__EXERCISE OBJECTIVE__. Reproduce all records verbatim.

__DATA IN THIS EXERCISE__.
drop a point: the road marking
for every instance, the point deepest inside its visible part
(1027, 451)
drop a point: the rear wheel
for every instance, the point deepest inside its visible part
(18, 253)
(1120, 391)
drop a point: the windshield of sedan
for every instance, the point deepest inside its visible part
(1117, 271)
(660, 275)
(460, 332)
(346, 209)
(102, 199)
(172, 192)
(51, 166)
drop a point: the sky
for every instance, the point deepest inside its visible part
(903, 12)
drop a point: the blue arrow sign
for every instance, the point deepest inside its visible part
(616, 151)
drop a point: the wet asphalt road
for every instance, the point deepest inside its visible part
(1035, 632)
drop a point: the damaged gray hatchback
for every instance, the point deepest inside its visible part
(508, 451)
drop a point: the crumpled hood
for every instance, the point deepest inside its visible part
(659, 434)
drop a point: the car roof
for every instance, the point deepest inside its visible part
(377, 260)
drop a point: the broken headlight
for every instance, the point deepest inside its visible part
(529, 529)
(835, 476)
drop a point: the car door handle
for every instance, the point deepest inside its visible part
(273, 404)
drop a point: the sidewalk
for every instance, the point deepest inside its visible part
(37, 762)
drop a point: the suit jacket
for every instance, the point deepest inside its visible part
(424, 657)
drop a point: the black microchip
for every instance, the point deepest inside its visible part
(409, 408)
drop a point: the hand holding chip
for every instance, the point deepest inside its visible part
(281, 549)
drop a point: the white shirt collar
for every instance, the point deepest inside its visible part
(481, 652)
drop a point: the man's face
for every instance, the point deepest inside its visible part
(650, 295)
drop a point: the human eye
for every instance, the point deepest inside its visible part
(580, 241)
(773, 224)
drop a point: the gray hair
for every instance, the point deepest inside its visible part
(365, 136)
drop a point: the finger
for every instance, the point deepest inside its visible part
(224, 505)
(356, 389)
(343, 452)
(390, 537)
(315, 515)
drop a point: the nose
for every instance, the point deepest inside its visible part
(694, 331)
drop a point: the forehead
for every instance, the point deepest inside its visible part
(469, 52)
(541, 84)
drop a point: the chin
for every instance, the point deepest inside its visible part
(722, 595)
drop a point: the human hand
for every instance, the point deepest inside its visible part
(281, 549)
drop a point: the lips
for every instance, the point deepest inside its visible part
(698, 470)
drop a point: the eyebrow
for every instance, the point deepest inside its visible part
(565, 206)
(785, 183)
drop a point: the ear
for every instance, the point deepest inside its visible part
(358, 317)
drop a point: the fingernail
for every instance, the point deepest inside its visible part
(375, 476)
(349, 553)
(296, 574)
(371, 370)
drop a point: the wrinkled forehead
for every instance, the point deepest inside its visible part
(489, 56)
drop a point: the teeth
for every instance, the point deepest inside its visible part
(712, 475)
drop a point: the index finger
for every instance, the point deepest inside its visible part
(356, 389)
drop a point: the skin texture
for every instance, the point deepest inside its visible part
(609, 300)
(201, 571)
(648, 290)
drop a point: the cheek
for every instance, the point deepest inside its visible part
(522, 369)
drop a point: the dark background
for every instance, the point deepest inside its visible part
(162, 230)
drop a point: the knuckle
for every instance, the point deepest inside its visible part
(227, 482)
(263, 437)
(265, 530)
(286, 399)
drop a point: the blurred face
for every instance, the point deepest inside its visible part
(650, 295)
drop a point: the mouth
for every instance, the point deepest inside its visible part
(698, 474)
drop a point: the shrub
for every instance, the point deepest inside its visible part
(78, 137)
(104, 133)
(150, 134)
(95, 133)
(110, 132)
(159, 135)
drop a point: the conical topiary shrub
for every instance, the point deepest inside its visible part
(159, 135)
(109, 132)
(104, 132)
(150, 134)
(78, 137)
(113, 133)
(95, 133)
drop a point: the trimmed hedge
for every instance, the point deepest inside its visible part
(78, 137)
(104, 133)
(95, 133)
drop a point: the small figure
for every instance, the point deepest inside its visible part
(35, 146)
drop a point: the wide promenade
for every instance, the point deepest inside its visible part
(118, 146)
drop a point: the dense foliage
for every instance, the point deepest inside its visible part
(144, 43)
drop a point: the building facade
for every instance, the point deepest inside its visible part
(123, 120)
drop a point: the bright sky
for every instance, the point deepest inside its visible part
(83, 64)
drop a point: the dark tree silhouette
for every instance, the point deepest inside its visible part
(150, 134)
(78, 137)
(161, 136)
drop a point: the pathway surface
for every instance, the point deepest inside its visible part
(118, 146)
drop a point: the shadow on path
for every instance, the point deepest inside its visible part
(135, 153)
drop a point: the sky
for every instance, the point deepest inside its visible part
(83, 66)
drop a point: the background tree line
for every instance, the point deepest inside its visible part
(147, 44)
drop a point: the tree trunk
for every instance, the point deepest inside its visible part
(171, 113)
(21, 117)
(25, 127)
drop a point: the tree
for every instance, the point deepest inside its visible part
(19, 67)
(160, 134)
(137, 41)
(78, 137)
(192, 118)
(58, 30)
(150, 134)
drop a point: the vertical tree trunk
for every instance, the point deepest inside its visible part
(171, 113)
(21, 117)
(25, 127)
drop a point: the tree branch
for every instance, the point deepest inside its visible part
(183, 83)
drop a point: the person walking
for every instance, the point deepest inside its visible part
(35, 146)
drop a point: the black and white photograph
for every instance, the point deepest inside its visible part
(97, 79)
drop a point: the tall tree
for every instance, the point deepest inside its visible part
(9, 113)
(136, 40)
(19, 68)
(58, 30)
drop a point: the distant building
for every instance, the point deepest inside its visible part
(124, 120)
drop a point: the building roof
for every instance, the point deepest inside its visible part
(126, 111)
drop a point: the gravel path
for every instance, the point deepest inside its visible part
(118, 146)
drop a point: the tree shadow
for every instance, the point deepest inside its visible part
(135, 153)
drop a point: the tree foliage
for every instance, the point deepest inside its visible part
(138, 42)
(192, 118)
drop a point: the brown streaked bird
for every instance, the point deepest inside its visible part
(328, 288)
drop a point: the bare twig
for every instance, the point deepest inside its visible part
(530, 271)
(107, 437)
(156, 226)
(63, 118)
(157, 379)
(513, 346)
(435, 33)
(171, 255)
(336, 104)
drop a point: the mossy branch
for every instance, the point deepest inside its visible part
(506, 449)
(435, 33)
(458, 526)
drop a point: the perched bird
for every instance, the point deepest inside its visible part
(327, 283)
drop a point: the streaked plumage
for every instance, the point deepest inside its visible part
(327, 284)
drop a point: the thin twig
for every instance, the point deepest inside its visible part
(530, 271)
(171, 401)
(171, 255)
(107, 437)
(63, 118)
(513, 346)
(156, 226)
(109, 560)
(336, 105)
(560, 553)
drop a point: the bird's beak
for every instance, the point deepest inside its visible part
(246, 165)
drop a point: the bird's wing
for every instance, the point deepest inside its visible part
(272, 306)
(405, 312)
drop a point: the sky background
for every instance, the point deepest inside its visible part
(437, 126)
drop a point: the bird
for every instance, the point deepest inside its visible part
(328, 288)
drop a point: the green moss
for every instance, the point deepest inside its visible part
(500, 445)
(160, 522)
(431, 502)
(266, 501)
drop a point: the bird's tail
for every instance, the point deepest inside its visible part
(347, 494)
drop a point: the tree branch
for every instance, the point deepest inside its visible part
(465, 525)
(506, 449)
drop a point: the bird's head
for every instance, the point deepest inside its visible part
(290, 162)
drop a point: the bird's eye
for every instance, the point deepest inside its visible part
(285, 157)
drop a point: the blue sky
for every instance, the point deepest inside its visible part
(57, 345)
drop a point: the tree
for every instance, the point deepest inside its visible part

__TASK SOLUTION__.
drop a point: the road marking
for every instance, the point deepest inside its visible part
(1027, 451)
drop a point: the rear wheel
for every instance, the point deepest inside its visible part
(18, 253)
(1120, 391)
drop a point: the windshield of sedan
for every instance, the point deepest inside its visible part
(1117, 271)
(660, 275)
(460, 332)
(346, 209)
(102, 199)
(172, 192)
(51, 166)
drop a point: the sky
for every instance, the point deepest inside its visible part
(903, 12)
drop a point: the blue arrow sign
for every instance, the point deepest inside its visible part
(616, 151)
drop a point: the wet asphalt road
for every instance, the point deepest inside its visible part
(1035, 632)
drop a point: the damaged gray hatchback
for every instance, the point deepest inside its visible part
(508, 451)
drop a point: the crumpled hood
for every instance, the point deepest inside its visible part
(659, 434)
drop a point: the car roof
for every instance, the point deepest inside its visible part
(377, 260)
drop a point: the broken headlight
for every instance, the point deepest inside its visible part
(529, 529)
(835, 476)
drop a point: the car door handle
for every instance, the point deepest inside its visible part
(273, 404)
drop a point: the sidewalk
for every instance, the point deepest inside its visible part
(37, 762)
drop a point: the suit jacket
for every instance, the point deepest inside its visible part
(424, 657)
drop a point: the black microchip
for every instance, the point deepest inside its visible part
(409, 408)
drop a point: the hand holding chip
for every instance, the point deepest inside its visible part
(281, 549)
drop a point: the white shirt collar
for every instance, the point deepest inside its visible part
(481, 652)
drop a point: the man's face
for every instance, the point deepest inside its visible part
(650, 295)
drop a point: the human eye
for every instance, the point deepest inside its visible part
(580, 241)
(773, 224)
drop a point: the gray hair
for every instance, the point deepest inside its visible part
(365, 136)
drop a point: the finger
for every instance, the point deepest inside its visible part
(224, 505)
(356, 389)
(343, 452)
(390, 537)
(315, 515)
drop a point: the nose
for every instance, the point deepest inside its visible part
(694, 331)
drop a point: the forehead
for every instance, the point deepest inside its visible part
(469, 52)
(541, 84)
drop a point: the chin
for every instance, the point deepest inside its visible part
(722, 595)
drop a point: the human hand
for every instance, the point deepest inside its visible part
(281, 549)
drop a point: the lips
for every instance, the point deepest inside its visible part
(698, 470)
drop a point: the eyebrow
for every instance, the point deepest inside its visible part
(565, 206)
(785, 183)
drop a point: the ear
for every instance, the point deepest inside its visible part
(358, 317)
drop a point: the fingernail
for every instance, the point deepest inside its visible part
(375, 476)
(349, 553)
(296, 574)
(371, 370)
drop a point: the wrinkled forehead
for every instance, the point deepest inside its visible part
(489, 56)
drop a point: the teeth
for every instance, the point deepest inside its visible part
(712, 475)
drop a point: the index finger
for every instance, the point deepest inside its visible part
(356, 389)
drop a point: the skin texture
for every instance, the point deepest inside its visible part
(609, 300)
(201, 571)
(648, 290)
drop a point: the cheek
for every instance, the point deepest inside its visible part
(522, 369)
drop a point: the dark background
for every instance, the point deepest inside its visible part
(162, 230)
drop a point: the knuckle
for every instance, the point deepest inside its visible part
(227, 482)
(263, 437)
(265, 530)
(286, 399)
drop a point: the blurred face
for every instance, the point deepest inside its visible part
(650, 295)
drop a point: the mouth
for every instance, the point deepest inside its visible part
(698, 474)
drop a point: the shrub
for every instance, the point deepest inside its visible part
(78, 137)
(104, 133)
(150, 134)
(95, 133)
(110, 132)
(159, 135)
drop a point: the conical topiary shrub
for every instance, the point deepest inside its visible part
(159, 135)
(109, 132)
(104, 132)
(150, 134)
(78, 137)
(113, 133)
(95, 133)
drop a point: the trimmed hedge
for every instance, the point deepest inside its visible part
(78, 137)
(104, 133)
(95, 133)
drop a point: the small figure
for every instance, the point deepest inside its visible part
(35, 146)
drop a point: the wide promenade
for every instance, the point deepest inside its visible part
(118, 146)
drop a point: the dense foliage
for every instance, the point deepest inside its visible part
(144, 43)
drop a point: the building facade
for every instance, the point deepest inside its visible part
(123, 120)
drop a point: the bright sky
for every instance, the point deepest inside its visible part
(83, 64)
drop a point: the dark tree silhouette
for every instance, the point deepest inside its visible part
(150, 134)
(78, 137)
(161, 136)
drop a point: the pathway surface
for every instance, the point deepest inside its visible part
(118, 146)
drop a point: the shadow on path
for every instance, the point deepest inside its visible part
(135, 153)
drop a point: the sky
for every instance, the point deepest inside its visible part
(83, 66)
drop a point: the background tree line
for every instance, the point deepest inside its visible part
(147, 44)
drop a point: the tree trunk
for every instance, the point deepest inside its visible part
(171, 113)
(21, 117)
(25, 127)
drop a point: the tree
for every instance, the point deepest inside its visible part
(19, 67)
(160, 134)
(137, 41)
(78, 137)
(192, 118)
(58, 30)
(150, 134)
drop a point: the vertical tree trunk
for every instance, the point deepest inside its visible part
(171, 113)
(21, 117)
(25, 127)
drop a point: the tree branch
for every instance, the point deepest inside its visible part
(183, 83)
drop a point: the person walking
for every instance, the point deepest inside its visible part
(35, 146)
drop a point: the black and white photograph
for every instance, the point deepest inside its visible part
(97, 79)
drop a point: the tall tree
for every instance, the point deepest inside its visible part
(9, 113)
(136, 40)
(19, 68)
(58, 30)
drop a point: the distant building
for every instance, the point deepest inside its visible part
(124, 120)
drop a point: the building roof
for every instance, the point deepest inside its visible part
(126, 111)
drop a point: the gravel path
for every instance, the point deepest inside its visible part
(118, 146)
drop a point: the tree shadow
for every instance, the point deepest inside its visible part
(135, 153)
drop a point: the tree foliage
for every instance, the point deepest inside its visible part
(138, 42)
(192, 118)
drop a point: the brown streaked bird
for every instance, the point deepest inside its visible part
(328, 288)
drop a point: the bare twig
for every instance, the point deepest inside its visible part
(530, 271)
(107, 437)
(156, 226)
(63, 118)
(157, 379)
(513, 346)
(435, 33)
(171, 255)
(336, 104)
drop a point: the mossy branch
for every instance, the point deepest inside its visible part
(506, 449)
(435, 33)
(458, 526)
drop a point: the perched bird
for every instance, the point deepest inside its visible part
(327, 283)
drop a point: the streaked plumage
for every instance, the point deepest inside its visible part
(327, 284)
drop a point: the thin twig
for every instance, the point deepest inside its visible part
(530, 271)
(171, 401)
(171, 255)
(107, 437)
(63, 118)
(513, 346)
(156, 226)
(109, 560)
(336, 105)
(560, 553)
drop a point: the bird's beak
for every instance, the point deepest inside its visible part
(246, 165)
drop a point: the bird's wing
for every instance, the point deepest inside its visible part
(272, 306)
(405, 312)
drop a point: the sky background
for every instance, the point deepest inside its visible part
(437, 126)
drop a point: the bird
for every instance, the point deepest inside its visible part
(328, 288)
drop a point: the green moss
for every instance, the point deepest inside its visible part
(500, 445)
(160, 522)
(431, 502)
(266, 501)
drop a point: the bird's tail
for every instance, the point deepest inside its visible part
(347, 494)
drop a point: the tree branch
for every instance, the point deepest inside its visible part
(465, 525)
(506, 449)
drop a point: the bird's head
for every instance, the point deepest inside its visible part
(290, 162)
drop a point: the bird's eye
for every instance, the point deepest inside its visible part
(285, 157)
drop a point: the blue sky
for every instance, the point deepest inside its visible part
(57, 345)
drop a point: the tree
for every instance, the point deepest inside its visible part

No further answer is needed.